Exercise task: The entries below should be quoted exactly, with no pictures carried over.

[Pointing and labeling entries]
--- start ---

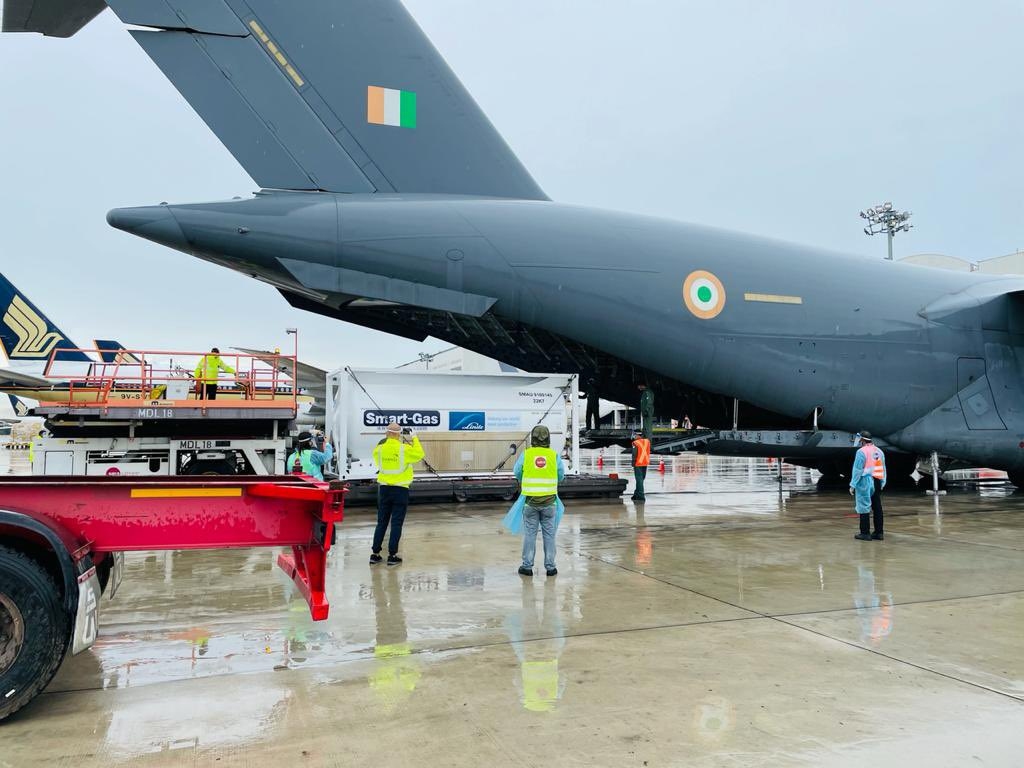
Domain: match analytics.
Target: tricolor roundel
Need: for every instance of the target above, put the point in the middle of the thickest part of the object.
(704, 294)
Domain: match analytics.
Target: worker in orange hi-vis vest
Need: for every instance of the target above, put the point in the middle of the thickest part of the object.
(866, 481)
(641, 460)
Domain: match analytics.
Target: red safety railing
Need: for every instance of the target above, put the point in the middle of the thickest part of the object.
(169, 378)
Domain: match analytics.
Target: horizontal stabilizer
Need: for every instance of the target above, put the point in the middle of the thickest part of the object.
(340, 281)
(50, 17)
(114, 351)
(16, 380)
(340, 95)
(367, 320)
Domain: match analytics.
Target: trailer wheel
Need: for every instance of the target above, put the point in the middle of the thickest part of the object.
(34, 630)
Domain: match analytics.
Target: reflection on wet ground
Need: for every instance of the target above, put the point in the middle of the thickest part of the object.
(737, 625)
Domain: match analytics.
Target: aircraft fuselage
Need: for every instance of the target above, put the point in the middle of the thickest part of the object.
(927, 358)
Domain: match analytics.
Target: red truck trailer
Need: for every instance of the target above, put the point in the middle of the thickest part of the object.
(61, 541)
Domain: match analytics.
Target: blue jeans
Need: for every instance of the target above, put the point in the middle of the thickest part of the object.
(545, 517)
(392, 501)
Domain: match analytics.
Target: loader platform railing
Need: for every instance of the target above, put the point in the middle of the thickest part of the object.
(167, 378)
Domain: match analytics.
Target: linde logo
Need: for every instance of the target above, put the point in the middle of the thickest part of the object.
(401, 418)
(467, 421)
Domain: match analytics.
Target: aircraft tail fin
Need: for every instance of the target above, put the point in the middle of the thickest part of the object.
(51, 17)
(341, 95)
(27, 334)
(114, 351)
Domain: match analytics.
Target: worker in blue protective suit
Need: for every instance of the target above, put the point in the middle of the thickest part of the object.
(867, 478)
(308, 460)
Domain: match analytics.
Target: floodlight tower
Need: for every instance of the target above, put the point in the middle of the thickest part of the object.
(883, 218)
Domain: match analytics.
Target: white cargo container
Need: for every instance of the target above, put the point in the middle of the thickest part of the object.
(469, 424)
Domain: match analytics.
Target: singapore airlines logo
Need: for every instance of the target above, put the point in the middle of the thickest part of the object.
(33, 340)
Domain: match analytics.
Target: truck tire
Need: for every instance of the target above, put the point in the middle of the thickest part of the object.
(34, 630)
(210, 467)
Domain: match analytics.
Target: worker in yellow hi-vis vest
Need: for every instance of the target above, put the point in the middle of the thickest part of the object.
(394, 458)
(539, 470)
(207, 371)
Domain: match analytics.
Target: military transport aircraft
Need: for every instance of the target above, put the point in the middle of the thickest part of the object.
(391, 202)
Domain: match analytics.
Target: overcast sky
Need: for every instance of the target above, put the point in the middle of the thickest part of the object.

--- end ---

Task output:
Domain: match analytics.
Target: tricolor roundel
Need: for every instance of the target above, put the point in the middle of the thickest part of the object.
(704, 294)
Domain: match analytics.
Target: worker in orange hi-vis vest
Need: for every instance of the target above, put the point in the middle of the thickest part of the object.
(866, 481)
(641, 460)
Domain: match analytics.
Target: red safety railing
Need: for every instance of the target above, put the point in the middle of the thickest part of the object.
(169, 378)
Domain: match analytics.
Target: horizontal stabilizer
Need: for every instance of the target above, put the point in the middle of the thickest part of the object.
(340, 281)
(50, 17)
(114, 351)
(16, 380)
(340, 95)
(367, 320)
Domain: match analytics.
Target: trailer wheel
Need: for every instance of the target above, put the point in the middle of the thickest part of the object.
(34, 630)
Domain: match analytics.
Target: reflection on wet ground
Need: for every instance of the target above, put the point in the middle of the thickest part of the object.
(737, 625)
Domain: match analytics.
Target: aircraft fuselage
Need: for every instance of the target above, put the point in the middle of the thickest part of the object.
(927, 358)
Domain: match analytics.
Target: red truck trailer
Need: for every instance of the target above, put the point in the middle of the thickest part of the object.
(61, 541)
Domain: match analytics.
Target: blue jeans
Need: for every instance of the target above, put the point in the middle of the thickest part of the object.
(545, 517)
(392, 501)
Domain: match analytics.
Target: loader platform railing
Need: for every instance of the target above, put the point in the middle of the thickest part of the object.
(167, 378)
Domain: match analytics.
Target: linde logo
Need: for every instance of the target above, put the point in the middle of the thickest part of the object.
(401, 418)
(467, 421)
Domain: match analytics.
Target: aircraft tail fin
Need: for every instance of the target above, put the point in the middle of the thickest part of the object.
(51, 17)
(341, 95)
(27, 334)
(114, 351)
Domain: match analytics.
Target: worker in blue protective suit
Need: for every instance of the target above, put the point in the middle of the thickest part of the object.
(867, 478)
(308, 460)
Domain: match analytics.
Target: floodlight tower
Need: for every instance of the target above, put the point in the middle of the thickest part of the object.
(883, 218)
Domain: match analytics.
Target: white cargo container
Need: for every instance of the target above, put the point in the middle of the thickest part of the object.
(469, 424)
Domain: match analytics.
Target: singapore airlines logo
Need: for every instance of the target above, put the point in the middle of the thickest part of the object.
(33, 340)
Domain: match analytics.
Target: truck tire
Need: for every instance of the target above, put the point in the middle of the thickest part of the object.
(34, 630)
(210, 467)
Domain: match analytics.
Target: worker in yellow hi-vis vest
Need: for every instance of the target above, put the point in the middle of the thickest part of the object.
(394, 458)
(539, 470)
(207, 371)
Domain: match analytics.
Target: military transport aircraft
Need: for every instance of the target above, put the point in the middle of the thickest part of the object.
(391, 202)
Domain: match analytics.
Target: overcast sky
Need: for every instance of the target above, put the point in the middle of the thickest part of the object.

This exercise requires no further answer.